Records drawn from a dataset
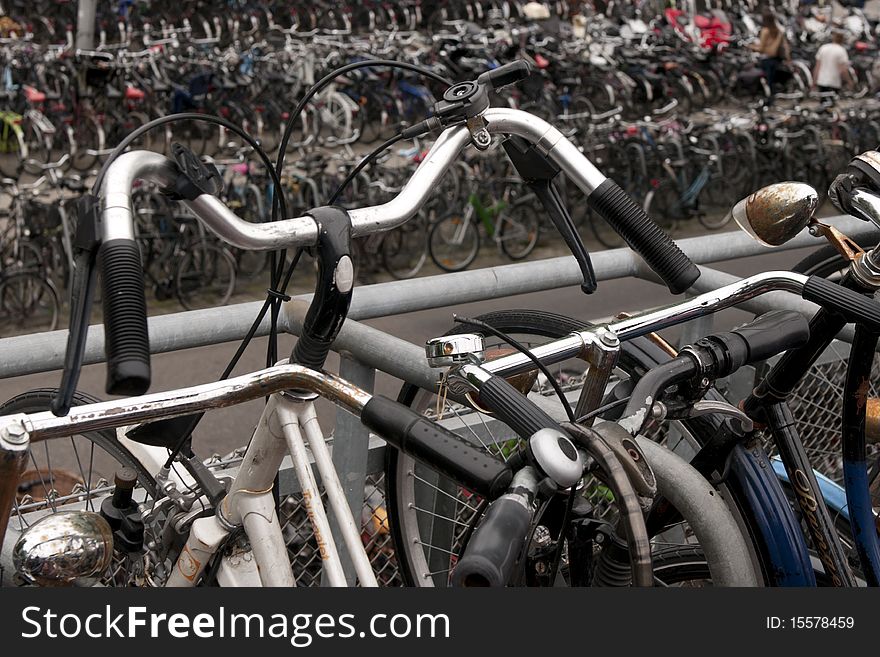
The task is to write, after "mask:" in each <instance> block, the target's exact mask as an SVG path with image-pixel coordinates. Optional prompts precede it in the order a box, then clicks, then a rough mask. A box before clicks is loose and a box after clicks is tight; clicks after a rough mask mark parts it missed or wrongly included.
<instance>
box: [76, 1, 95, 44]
mask: <svg viewBox="0 0 880 657" xmlns="http://www.w3.org/2000/svg"><path fill="white" fill-rule="evenodd" d="M97 7H98V0H79V2H78V3H77V8H76V47H77V49H78V50H94V49H95V14H96V12H97Z"/></svg>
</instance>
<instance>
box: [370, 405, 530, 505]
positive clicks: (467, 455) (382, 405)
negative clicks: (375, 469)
mask: <svg viewBox="0 0 880 657" xmlns="http://www.w3.org/2000/svg"><path fill="white" fill-rule="evenodd" d="M361 422H363V424H364V426H366V427H367V428H368V429H370V430H371V431H375V432H376V433H377V434H378V435H379V436H381V437H382V438H384V439H385V440H386V441H387V442H388V443H390V444H391V445H393V446H394V447H396V448H397V449H399V450H400V451H401V452H403V453H404V454H408V455H410V456H412V457H413V458H414V459H416V460H417V461H421V462H423V463H425V464H427V465H429V466H431V468H432V469H433V470H435V471H436V472H439V473H440V474H442V475H444V476H446V477H449V478H450V479H452V480H454V481H456V482H458V483H459V484H461V485H462V486H464V487H465V488H467V489H468V490H471V491H473V492H475V493H477V494H478V495H480V496H481V497H485V498H487V499H490V500H494V499H496V498H498V497H499V496H500V495H502V494H504V491H506V490H507V487H508V486H509V485H510V482H511V480H512V479H513V472H512V471H511V469H510V466H508V465H507V463H505V462H504V461H502V460H501V459H499V458H497V457H495V456H492V455H491V454H489V453H488V452H486V451H485V450H483V449H482V448H481V447H477V446H475V445H472V444H471V443H469V442H467V441H466V440H465V439H464V438H462V437H461V436H459V435H457V434H455V433H453V432H452V431H450V430H449V429H446V428H445V427H442V426H440V425H439V424H437V423H435V422H432V421H431V420H429V419H428V418H426V417H424V416H422V415H419V414H418V413H416V412H415V411H414V410H412V409H411V408H409V407H407V406H404V405H403V404H400V403H398V402H396V401H393V400H391V399H388V398H387V397H382V396H381V395H377V396H375V397H373V398H372V399H371V400H370V401H369V402H367V404H366V405H365V406H364V408H363V410H362V411H361Z"/></svg>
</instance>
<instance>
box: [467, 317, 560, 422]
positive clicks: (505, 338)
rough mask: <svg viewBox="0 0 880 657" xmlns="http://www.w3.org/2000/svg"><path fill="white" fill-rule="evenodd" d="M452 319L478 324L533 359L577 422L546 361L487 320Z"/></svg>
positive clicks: (517, 350) (529, 357)
mask: <svg viewBox="0 0 880 657" xmlns="http://www.w3.org/2000/svg"><path fill="white" fill-rule="evenodd" d="M452 321H454V322H458V323H460V324H470V325H471V326H476V327H478V328H481V329H483V330H484V331H488V332H489V333H491V334H492V335H494V336H495V337H496V338H499V339H500V340H504V341H505V342H506V343H507V344H509V345H510V346H511V347H513V348H514V349H516V350H517V351H519V352H520V353H522V354H523V355H524V356H526V357H527V358H528V359H529V360H530V361H532V362H533V363H534V364H535V366H536V367H537V368H538V369H539V370H541V373H542V374H543V375H544V376H546V377H547V381H549V383H550V385H551V386H553V390H554V391H555V392H556V395H557V396H558V397H559V401H560V402H561V403H562V408H564V409H565V414H566V415H567V416H568V421H569V422H571V423H572V424H576V421H575V417H574V412H573V411H572V410H571V406H570V405H569V403H568V400H567V399H566V398H565V394H564V393H563V392H562V388H560V387H559V382H558V381H556V377H555V376H553V375H552V374H551V373H550V370H548V369H547V368H546V367H545V366H544V363H542V362H541V361H540V360H538V359H537V358H536V357H535V356H534V354H532V352H531V351H529V349H527V348H526V347H525V346H523V345H522V344H520V343H519V342H518V341H516V340H514V339H513V338H512V337H510V336H509V335H507V334H506V333H504V332H503V331H499V330H498V329H496V328H495V327H494V326H491V325H490V324H487V323H486V322H481V321H480V320H478V319H469V318H467V317H461V316H460V315H453V316H452Z"/></svg>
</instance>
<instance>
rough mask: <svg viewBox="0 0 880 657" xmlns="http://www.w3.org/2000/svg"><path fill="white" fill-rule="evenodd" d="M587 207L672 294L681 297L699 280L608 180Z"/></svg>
mask: <svg viewBox="0 0 880 657" xmlns="http://www.w3.org/2000/svg"><path fill="white" fill-rule="evenodd" d="M587 203H588V204H589V206H590V207H591V208H592V209H593V210H595V211H596V212H597V213H599V214H600V215H601V216H602V217H603V218H604V219H605V221H607V222H608V223H609V224H610V225H611V227H612V228H613V229H614V230H616V231H617V232H618V233H619V234H620V236H621V237H622V238H623V239H624V241H625V242H626V243H627V244H628V245H629V247H630V248H631V249H632V250H633V251H635V252H636V253H638V254H639V255H640V256H642V258H644V260H645V262H646V263H647V264H648V266H649V267H650V268H651V269H653V270H654V272H656V274H657V275H658V276H659V277H660V278H662V279H663V282H664V283H666V286H667V287H668V288H669V291H670V292H672V293H673V294H681V293H682V292H684V291H685V290H687V289H688V288H689V287H690V286H691V285H693V284H694V282H695V281H696V280H697V279H698V278H699V277H700V270H699V269H698V268H697V266H696V265H695V264H694V263H693V262H691V259H690V258H688V257H687V256H686V255H685V254H684V253H683V252H682V250H681V249H679V248H678V245H677V244H676V243H675V242H673V241H672V238H671V237H669V235H667V234H666V232H665V231H664V230H663V229H662V228H660V226H658V225H657V224H655V223H654V222H653V221H652V220H651V218H650V217H649V216H648V215H647V214H646V213H645V211H644V210H642V208H641V207H639V206H638V205H637V204H636V202H635V201H633V200H632V199H631V198H630V197H629V195H628V194H627V193H626V192H625V191H623V190H622V189H621V188H620V186H619V185H618V184H617V183H616V182H614V181H613V180H611V179H610V178H606V179H605V182H603V183H602V184H601V185H599V186H598V187H597V188H596V189H595V190H593V193H592V194H590V196H589V197H588V198H587Z"/></svg>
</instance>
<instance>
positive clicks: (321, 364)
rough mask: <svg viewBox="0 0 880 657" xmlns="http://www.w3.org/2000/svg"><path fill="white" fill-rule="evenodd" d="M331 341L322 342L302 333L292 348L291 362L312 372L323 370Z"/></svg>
mask: <svg viewBox="0 0 880 657" xmlns="http://www.w3.org/2000/svg"><path fill="white" fill-rule="evenodd" d="M332 346H333V340H323V339H321V338H318V337H314V336H310V335H308V334H306V333H305V332H304V333H303V335H302V336H300V338H299V340H297V341H296V344H295V345H294V346H293V358H292V361H293V362H294V363H297V364H298V365H303V366H304V367H308V368H309V369H313V370H320V369H323V367H324V364H325V363H326V362H327V356H328V355H329V354H330V347H332Z"/></svg>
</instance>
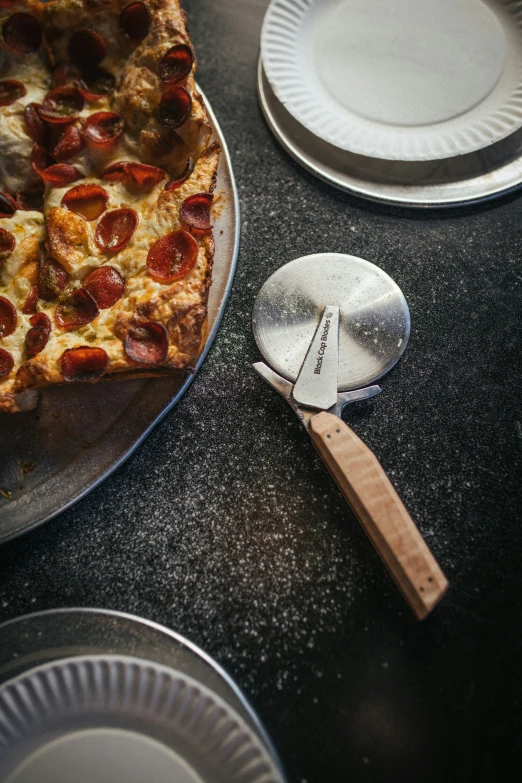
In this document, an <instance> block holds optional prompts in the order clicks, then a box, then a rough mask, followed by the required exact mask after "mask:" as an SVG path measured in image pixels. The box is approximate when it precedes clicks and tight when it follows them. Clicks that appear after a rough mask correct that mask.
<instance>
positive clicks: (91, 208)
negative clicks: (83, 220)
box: [62, 185, 109, 220]
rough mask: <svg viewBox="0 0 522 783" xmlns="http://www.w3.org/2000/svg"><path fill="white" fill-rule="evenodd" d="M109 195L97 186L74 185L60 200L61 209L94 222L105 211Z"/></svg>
mask: <svg viewBox="0 0 522 783" xmlns="http://www.w3.org/2000/svg"><path fill="white" fill-rule="evenodd" d="M108 200H109V195H108V193H107V191H105V190H104V189H103V188H102V187H100V186H99V185H76V187H74V188H71V189H70V190H68V191H67V193H66V194H65V195H64V197H63V198H62V207H66V209H70V210H71V212H76V214H77V215H81V216H82V217H83V218H85V220H96V218H99V217H100V215H101V214H103V212H105V210H106V209H107V201H108Z"/></svg>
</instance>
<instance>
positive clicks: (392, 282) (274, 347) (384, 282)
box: [252, 253, 410, 391]
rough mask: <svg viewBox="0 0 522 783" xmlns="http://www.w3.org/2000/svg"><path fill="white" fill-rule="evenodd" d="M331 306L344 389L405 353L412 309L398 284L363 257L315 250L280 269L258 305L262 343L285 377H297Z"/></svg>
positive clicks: (361, 384) (388, 369)
mask: <svg viewBox="0 0 522 783" xmlns="http://www.w3.org/2000/svg"><path fill="white" fill-rule="evenodd" d="M326 305H337V306H338V307H339V308H340V311H341V312H340V329H339V376H338V382H337V388H338V390H339V391H348V390H350V389H358V388H360V387H361V386H366V385H368V384H371V383H373V382H374V381H376V380H377V379H378V378H381V377H382V376H383V375H384V374H385V373H387V372H388V370H390V369H391V368H392V367H393V365H394V364H395V363H396V362H397V361H398V359H399V358H400V357H401V355H402V354H403V353H404V350H405V348H406V344H407V342H408V337H409V335H410V313H409V310H408V305H407V303H406V299H405V298H404V295H403V293H402V291H401V289H400V288H399V286H398V285H397V284H396V283H395V282H394V281H393V280H392V279H391V277H390V276H389V275H387V274H386V272H383V271H382V269H379V267H377V266H375V264H371V263H370V262H369V261H365V260H364V259H362V258H357V257H356V256H348V255H344V254H343V253H317V254H315V255H311V256H303V257H302V258H297V259H296V260H295V261H290V263H288V264H285V266H283V267H281V268H280V269H278V270H277V272H274V274H273V275H272V276H271V277H269V278H268V280H267V281H266V283H265V284H264V285H263V287H262V288H261V290H260V291H259V294H258V296H257V299H256V301H255V304H254V312H253V318H252V323H253V329H254V337H255V340H256V343H257V345H258V347H259V350H260V351H261V353H262V354H263V356H264V357H265V360H266V361H267V363H268V364H269V365H270V366H271V367H272V368H273V369H274V370H275V371H276V372H278V373H279V374H280V375H282V376H283V377H284V378H287V379H288V380H290V381H295V380H296V379H297V376H298V374H299V371H300V369H301V365H302V363H303V361H304V358H305V355H306V352H307V350H308V347H309V345H310V342H311V340H312V337H313V336H314V333H315V329H316V327H317V324H318V322H319V319H320V317H321V314H322V312H323V310H324V308H325V307H326Z"/></svg>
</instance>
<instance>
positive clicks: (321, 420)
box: [310, 411, 448, 620]
mask: <svg viewBox="0 0 522 783" xmlns="http://www.w3.org/2000/svg"><path fill="white" fill-rule="evenodd" d="M310 434H311V436H312V441H313V443H314V445H315V446H316V448H317V450H318V451H319V454H320V455H321V457H322V458H323V460H324V461H325V463H326V465H327V466H328V468H329V469H330V472H331V473H332V475H333V477H334V478H335V480H336V481H337V483H338V484H339V487H340V488H341V491H342V493H343V495H344V496H345V498H346V500H347V501H348V503H349V504H350V505H351V507H352V509H353V511H354V513H355V514H356V516H357V517H358V519H359V521H360V522H361V523H362V526H363V528H364V530H365V531H366V533H367V534H368V536H369V538H370V540H371V541H372V543H373V545H374V546H375V548H376V550H377V552H378V553H379V554H380V556H381V557H382V559H383V561H384V563H385V564H386V566H387V568H388V570H389V571H390V573H391V575H392V577H393V578H394V579H395V582H396V583H397V585H398V587H399V589H400V590H401V592H402V594H403V596H404V597H405V599H406V601H407V602H408V604H409V605H410V607H411V609H412V610H413V613H414V614H415V616H416V617H417V619H419V620H422V619H424V618H425V617H426V616H427V615H428V614H429V613H430V612H431V611H432V609H433V608H434V607H435V605H436V604H437V603H438V602H439V601H440V599H441V598H442V596H443V595H444V593H445V592H446V589H447V587H448V583H447V580H446V578H445V577H444V574H443V573H442V571H441V570H440V567H439V566H438V563H437V561H436V560H435V558H434V557H433V554H432V553H431V552H430V550H429V547H428V545H427V544H426V542H425V541H424V539H423V538H422V536H421V534H420V532H419V530H418V528H417V527H416V526H415V523H414V522H413V520H412V518H411V517H410V515H409V514H408V512H407V510H406V508H405V507H404V504H403V503H402V501H401V499H400V498H399V496H398V495H397V492H396V491H395V489H394V487H393V485H392V484H391V482H390V480H389V478H388V477H387V476H386V474H385V472H384V470H383V469H382V466H381V465H380V463H379V461H378V460H377V457H376V456H375V454H373V452H372V451H370V449H369V448H368V447H367V446H366V445H365V444H364V443H363V442H362V441H361V440H360V438H358V437H357V435H356V434H355V433H354V432H352V430H350V428H349V427H348V426H347V425H346V424H345V423H344V422H343V421H339V419H336V417H335V416H333V415H332V414H330V413H326V412H325V411H323V412H321V413H318V414H316V415H315V416H313V417H312V419H311V421H310ZM334 436H335V443H332V444H331V445H330V444H329V443H328V441H330V440H332V438H334ZM433 574H435V576H433ZM421 579H422V580H423V581H422V582H420V581H419V580H421Z"/></svg>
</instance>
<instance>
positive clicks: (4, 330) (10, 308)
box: [0, 296, 18, 337]
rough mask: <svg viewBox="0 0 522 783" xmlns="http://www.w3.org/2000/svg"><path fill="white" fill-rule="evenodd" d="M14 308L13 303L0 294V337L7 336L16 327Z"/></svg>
mask: <svg viewBox="0 0 522 783" xmlns="http://www.w3.org/2000/svg"><path fill="white" fill-rule="evenodd" d="M17 320H18V319H17V317H16V310H15V309H14V306H13V304H12V303H11V302H10V301H9V299H6V298H5V296H0V337H8V336H9V335H10V334H12V333H13V332H14V330H15V329H16V323H17Z"/></svg>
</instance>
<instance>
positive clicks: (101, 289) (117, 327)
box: [17, 145, 219, 389]
mask: <svg viewBox="0 0 522 783" xmlns="http://www.w3.org/2000/svg"><path fill="white" fill-rule="evenodd" d="M218 156H219V147H218V146H217V145H215V146H211V147H209V148H208V149H207V150H206V151H204V153H203V154H202V155H201V156H200V158H199V160H198V162H197V163H196V166H195V169H194V172H193V174H192V176H191V177H190V178H189V180H187V182H185V183H184V184H182V185H181V186H180V187H178V188H176V189H172V190H166V189H165V184H166V183H167V178H166V177H165V178H164V180H162V182H160V183H158V184H156V185H155V186H153V187H152V188H150V189H149V190H148V192H147V193H143V190H142V189H132V188H131V189H129V188H128V187H127V185H126V184H125V183H124V182H119V181H116V182H114V181H112V182H111V181H110V180H109V181H107V180H102V182H103V185H101V184H100V181H99V180H97V179H94V178H87V179H85V180H83V181H82V184H81V185H74V186H73V187H71V188H54V189H53V192H52V195H51V196H50V197H49V199H48V202H47V206H46V217H47V226H48V235H49V247H48V255H47V257H46V259H45V260H44V262H43V265H42V272H41V279H42V280H46V279H47V277H50V278H51V279H52V280H54V279H55V278H56V275H57V270H59V275H60V277H61V280H63V281H66V282H65V285H64V287H63V289H62V290H57V287H55V288H54V290H53V289H51V290H50V291H49V300H48V301H47V302H45V303H42V302H40V304H39V307H40V308H41V309H40V312H42V313H44V314H45V315H46V316H47V317H48V318H49V319H50V321H51V323H52V324H53V331H52V334H51V335H50V337H49V340H48V342H47V344H46V345H45V347H44V349H43V350H42V351H41V352H39V353H38V354H37V355H36V356H34V357H32V358H30V359H28V360H27V361H26V362H25V363H24V364H23V365H22V367H21V368H20V370H19V371H18V380H17V388H18V389H22V388H23V389H27V388H35V387H38V386H43V385H46V384H48V383H60V382H63V381H81V380H94V379H95V378H101V377H103V376H111V375H112V376H115V375H119V374H122V373H123V374H125V373H131V374H132V375H133V376H135V375H137V374H140V375H142V374H146V375H149V374H151V371H154V372H155V373H156V374H157V372H158V371H159V372H160V373H165V372H172V371H180V370H192V369H193V368H194V366H195V364H196V361H197V358H198V356H199V353H200V350H201V345H202V342H203V340H204V324H205V319H206V305H207V298H208V289H209V286H210V280H211V270H212V260H213V252H214V245H213V239H212V236H211V234H210V230H211V225H210V205H211V199H212V196H211V193H212V191H213V189H214V185H215V178H216V170H217V165H218ZM100 209H101V210H102V211H101V212H100V214H99V215H98V217H95V218H93V215H96V214H97V213H98V212H99V210H100ZM89 218H91V219H89ZM47 270H48V271H47ZM41 294H42V295H45V291H44V290H43V289H41ZM93 363H94V364H95V368H96V369H95V370H93Z"/></svg>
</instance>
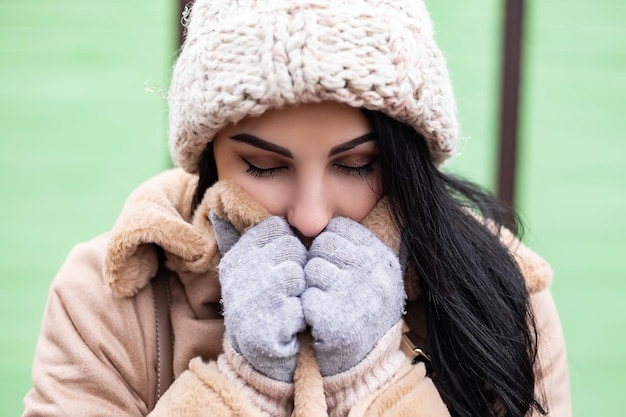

• WHAT THIS TASK INVOLVES: What lines in the records contain the word "block"? Return each one.

• EXERCISE RESPONSE:
The task is to write, after "mask:" in each <instance> block, the target's exact mask as an SVG path with image-pixel coordinates. Optional prompts precede it in the order a box, then clicks, then a rough mask. A box before clicks is loose and a box after clicks is tight; clicks after a rough mask mark parts it missed or wrongly included.
In this document, an <instance> block holds optional prompts in the order clicks, then a box, then a rough mask, followed by the required exact mask after "mask:" as an SVG path measured in image pixels. The box is approximate when it precedes clicks and tight when it follows them. Clicks that appear after a rough mask correct that mask.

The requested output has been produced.